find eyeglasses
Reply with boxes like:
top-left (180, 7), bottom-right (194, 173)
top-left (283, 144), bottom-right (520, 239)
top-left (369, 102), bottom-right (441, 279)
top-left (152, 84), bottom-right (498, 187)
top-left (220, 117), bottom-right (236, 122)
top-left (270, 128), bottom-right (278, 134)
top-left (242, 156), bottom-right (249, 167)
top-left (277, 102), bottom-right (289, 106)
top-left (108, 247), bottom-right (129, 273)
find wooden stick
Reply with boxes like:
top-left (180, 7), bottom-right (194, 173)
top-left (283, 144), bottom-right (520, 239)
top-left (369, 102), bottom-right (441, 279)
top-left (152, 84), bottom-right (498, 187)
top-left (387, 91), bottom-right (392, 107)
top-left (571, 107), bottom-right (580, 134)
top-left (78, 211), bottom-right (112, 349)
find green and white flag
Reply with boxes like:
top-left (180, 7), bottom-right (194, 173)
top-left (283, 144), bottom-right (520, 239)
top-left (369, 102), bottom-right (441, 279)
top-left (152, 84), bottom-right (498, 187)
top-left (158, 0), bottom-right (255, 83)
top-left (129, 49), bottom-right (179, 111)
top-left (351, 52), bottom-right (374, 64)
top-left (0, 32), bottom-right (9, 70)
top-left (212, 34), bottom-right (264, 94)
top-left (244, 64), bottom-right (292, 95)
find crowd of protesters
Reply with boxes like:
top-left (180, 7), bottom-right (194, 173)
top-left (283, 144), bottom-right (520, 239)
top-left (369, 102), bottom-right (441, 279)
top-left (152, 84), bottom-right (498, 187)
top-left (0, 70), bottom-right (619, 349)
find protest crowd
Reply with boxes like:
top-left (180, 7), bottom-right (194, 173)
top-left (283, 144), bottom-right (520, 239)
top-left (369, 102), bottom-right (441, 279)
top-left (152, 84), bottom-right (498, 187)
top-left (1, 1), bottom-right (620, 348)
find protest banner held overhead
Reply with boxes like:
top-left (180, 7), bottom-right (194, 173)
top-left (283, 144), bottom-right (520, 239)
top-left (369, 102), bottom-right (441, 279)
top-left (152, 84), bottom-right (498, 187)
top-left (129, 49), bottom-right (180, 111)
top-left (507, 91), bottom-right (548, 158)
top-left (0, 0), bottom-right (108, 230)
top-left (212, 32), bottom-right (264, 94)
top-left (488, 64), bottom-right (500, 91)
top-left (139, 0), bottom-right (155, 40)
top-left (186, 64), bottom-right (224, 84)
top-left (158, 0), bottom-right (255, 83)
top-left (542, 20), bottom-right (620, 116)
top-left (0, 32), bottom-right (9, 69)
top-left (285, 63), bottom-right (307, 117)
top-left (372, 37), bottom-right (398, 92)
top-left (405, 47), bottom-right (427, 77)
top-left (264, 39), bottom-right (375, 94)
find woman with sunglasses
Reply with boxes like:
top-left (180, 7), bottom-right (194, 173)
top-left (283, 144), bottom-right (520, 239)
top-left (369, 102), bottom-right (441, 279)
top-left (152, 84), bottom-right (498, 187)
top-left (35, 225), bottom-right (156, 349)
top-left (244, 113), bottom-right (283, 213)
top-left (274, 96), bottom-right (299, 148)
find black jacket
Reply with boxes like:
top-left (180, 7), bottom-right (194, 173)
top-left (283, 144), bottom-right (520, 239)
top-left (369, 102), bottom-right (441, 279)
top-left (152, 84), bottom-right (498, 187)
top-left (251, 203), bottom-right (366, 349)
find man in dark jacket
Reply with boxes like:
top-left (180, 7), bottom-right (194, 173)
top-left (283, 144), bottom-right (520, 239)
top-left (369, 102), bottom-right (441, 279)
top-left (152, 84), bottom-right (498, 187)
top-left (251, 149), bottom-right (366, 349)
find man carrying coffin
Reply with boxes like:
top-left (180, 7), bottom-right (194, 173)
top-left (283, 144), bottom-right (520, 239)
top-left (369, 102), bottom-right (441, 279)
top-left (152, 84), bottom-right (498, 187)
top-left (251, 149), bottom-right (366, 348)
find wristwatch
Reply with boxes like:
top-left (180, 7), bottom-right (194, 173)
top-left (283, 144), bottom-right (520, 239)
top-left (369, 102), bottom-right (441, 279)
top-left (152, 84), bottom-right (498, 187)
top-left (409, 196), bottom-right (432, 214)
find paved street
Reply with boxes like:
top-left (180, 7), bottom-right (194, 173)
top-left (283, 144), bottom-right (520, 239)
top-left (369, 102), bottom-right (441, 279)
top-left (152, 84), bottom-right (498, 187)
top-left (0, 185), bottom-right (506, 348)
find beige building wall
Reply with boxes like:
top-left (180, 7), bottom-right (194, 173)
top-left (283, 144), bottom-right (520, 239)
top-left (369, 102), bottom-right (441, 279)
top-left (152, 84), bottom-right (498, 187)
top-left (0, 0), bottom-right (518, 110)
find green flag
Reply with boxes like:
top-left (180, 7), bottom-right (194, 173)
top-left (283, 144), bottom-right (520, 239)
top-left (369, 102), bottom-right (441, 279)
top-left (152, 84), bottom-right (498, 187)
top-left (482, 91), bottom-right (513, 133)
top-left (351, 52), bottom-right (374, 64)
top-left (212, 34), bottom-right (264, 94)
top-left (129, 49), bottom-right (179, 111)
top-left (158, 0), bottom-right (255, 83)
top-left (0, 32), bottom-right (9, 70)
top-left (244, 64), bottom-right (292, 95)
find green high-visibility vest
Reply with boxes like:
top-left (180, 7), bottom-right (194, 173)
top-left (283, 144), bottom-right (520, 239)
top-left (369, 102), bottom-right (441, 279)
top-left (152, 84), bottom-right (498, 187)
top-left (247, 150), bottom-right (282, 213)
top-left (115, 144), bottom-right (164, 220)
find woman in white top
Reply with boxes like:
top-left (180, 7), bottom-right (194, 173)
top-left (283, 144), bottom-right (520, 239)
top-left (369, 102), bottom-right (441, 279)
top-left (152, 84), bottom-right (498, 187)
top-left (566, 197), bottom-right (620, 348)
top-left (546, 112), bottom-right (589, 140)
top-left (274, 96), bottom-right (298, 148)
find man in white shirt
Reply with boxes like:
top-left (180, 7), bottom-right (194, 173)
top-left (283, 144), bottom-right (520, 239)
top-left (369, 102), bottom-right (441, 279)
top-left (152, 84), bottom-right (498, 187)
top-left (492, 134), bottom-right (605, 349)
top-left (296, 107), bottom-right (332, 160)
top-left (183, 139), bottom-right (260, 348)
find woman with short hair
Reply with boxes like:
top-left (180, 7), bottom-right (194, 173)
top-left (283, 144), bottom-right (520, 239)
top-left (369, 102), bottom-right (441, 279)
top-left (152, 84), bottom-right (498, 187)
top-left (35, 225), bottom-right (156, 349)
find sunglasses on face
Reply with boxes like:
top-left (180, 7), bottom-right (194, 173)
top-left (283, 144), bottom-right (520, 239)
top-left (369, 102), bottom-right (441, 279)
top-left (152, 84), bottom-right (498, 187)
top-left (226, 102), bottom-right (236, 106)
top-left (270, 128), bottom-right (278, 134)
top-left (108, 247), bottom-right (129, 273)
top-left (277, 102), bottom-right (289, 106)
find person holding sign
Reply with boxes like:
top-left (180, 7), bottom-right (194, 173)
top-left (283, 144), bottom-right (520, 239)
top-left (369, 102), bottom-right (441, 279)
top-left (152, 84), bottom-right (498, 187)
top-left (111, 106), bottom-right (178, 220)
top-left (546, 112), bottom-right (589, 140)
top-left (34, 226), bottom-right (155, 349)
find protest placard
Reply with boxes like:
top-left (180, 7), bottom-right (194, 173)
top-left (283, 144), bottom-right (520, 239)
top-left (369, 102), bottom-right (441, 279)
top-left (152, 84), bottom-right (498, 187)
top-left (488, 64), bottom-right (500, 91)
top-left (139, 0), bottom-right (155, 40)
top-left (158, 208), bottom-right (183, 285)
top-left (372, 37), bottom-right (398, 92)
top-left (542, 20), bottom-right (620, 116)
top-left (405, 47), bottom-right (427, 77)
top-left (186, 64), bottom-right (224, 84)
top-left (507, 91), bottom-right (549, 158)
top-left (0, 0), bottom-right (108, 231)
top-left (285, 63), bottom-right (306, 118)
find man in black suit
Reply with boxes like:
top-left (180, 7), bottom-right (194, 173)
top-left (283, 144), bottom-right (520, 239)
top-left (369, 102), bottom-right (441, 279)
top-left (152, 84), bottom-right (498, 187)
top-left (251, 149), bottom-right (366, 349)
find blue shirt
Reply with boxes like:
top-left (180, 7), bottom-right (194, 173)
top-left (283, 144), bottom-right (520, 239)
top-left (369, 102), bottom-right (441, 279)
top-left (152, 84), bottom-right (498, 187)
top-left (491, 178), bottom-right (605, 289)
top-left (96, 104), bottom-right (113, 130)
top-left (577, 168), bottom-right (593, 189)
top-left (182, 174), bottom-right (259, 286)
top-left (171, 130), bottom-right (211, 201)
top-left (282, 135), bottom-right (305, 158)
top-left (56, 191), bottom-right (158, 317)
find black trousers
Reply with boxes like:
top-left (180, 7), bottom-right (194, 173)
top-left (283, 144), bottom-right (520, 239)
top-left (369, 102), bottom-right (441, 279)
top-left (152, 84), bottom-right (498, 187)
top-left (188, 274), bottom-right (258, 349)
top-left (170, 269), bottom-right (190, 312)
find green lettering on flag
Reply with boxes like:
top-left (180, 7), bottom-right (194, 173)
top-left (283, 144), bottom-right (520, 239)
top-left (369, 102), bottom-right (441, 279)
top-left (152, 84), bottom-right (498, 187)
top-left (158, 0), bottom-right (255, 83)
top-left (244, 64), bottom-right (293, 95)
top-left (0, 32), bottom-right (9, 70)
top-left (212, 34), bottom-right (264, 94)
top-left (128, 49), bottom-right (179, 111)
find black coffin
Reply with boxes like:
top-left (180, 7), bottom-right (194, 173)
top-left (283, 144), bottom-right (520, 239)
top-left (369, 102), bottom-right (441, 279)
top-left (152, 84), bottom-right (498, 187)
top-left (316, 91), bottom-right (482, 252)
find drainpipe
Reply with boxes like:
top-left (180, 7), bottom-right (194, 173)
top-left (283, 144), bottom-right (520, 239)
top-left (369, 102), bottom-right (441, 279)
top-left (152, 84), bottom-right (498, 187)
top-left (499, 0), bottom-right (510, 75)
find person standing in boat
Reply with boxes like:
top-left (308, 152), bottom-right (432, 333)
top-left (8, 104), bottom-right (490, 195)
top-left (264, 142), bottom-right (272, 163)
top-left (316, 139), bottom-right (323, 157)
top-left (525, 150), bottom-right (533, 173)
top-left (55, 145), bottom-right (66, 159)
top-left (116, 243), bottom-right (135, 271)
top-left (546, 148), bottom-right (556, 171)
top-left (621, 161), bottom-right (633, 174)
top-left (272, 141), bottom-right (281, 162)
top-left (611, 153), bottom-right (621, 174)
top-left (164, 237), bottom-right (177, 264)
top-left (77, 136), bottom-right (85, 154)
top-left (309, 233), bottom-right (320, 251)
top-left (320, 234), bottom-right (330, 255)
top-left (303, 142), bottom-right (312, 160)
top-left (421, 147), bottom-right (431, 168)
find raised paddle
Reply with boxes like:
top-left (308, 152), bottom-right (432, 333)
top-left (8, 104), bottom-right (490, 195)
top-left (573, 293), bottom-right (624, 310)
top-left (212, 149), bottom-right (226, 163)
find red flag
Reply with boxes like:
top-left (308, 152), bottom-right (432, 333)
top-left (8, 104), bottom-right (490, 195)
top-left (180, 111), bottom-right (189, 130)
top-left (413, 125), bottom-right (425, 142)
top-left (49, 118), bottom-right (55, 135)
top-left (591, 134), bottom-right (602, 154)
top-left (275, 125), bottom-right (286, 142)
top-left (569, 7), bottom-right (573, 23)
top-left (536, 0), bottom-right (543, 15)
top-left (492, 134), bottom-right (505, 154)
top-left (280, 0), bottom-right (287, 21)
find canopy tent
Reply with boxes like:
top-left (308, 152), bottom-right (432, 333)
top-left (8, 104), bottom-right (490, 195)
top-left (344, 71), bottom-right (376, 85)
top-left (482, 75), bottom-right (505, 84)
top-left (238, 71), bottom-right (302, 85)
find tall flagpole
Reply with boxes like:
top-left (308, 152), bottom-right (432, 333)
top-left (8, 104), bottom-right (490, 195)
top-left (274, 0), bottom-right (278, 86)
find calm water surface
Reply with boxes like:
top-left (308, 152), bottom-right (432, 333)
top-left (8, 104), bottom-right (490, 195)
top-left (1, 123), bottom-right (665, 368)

## Exercise directions:
Repeat exactly the lines from the first line of the records above through the line containing "find protest banner held overhead", both included, and nothing else.

## Your response:
find eyeglasses
Reply with boxes like:
top-left (180, 7), bottom-right (194, 173)
top-left (283, 144), bottom-right (520, 239)
top-left (369, 102), bottom-right (441, 279)
top-left (152, 84), bottom-right (498, 187)
top-left (220, 117), bottom-right (236, 122)
top-left (270, 128), bottom-right (278, 134)
top-left (242, 156), bottom-right (249, 167)
top-left (277, 102), bottom-right (289, 106)
top-left (108, 247), bottom-right (129, 273)
find wooden stick
Reply with boxes like:
top-left (180, 7), bottom-right (194, 173)
top-left (283, 144), bottom-right (520, 239)
top-left (369, 102), bottom-right (441, 279)
top-left (152, 84), bottom-right (498, 187)
top-left (387, 91), bottom-right (392, 107)
top-left (571, 107), bottom-right (580, 134)
top-left (78, 211), bottom-right (112, 349)
find green and white flag
Reply with boxes like:
top-left (180, 7), bottom-right (194, 173)
top-left (283, 144), bottom-right (520, 239)
top-left (369, 102), bottom-right (441, 279)
top-left (152, 84), bottom-right (498, 187)
top-left (158, 0), bottom-right (255, 83)
top-left (129, 49), bottom-right (179, 111)
top-left (351, 52), bottom-right (374, 64)
top-left (0, 32), bottom-right (9, 70)
top-left (212, 34), bottom-right (264, 94)
top-left (244, 64), bottom-right (292, 95)
find crowd of protesters
Reply with boxes like:
top-left (180, 7), bottom-right (194, 173)
top-left (283, 144), bottom-right (520, 239)
top-left (369, 102), bottom-right (441, 279)
top-left (152, 84), bottom-right (498, 187)
top-left (0, 70), bottom-right (619, 349)
find protest crowd
Reply with boxes like:
top-left (180, 7), bottom-right (194, 173)
top-left (283, 144), bottom-right (520, 239)
top-left (369, 102), bottom-right (441, 279)
top-left (152, 84), bottom-right (498, 187)
top-left (1, 1), bottom-right (620, 348)
find protest banner held overhead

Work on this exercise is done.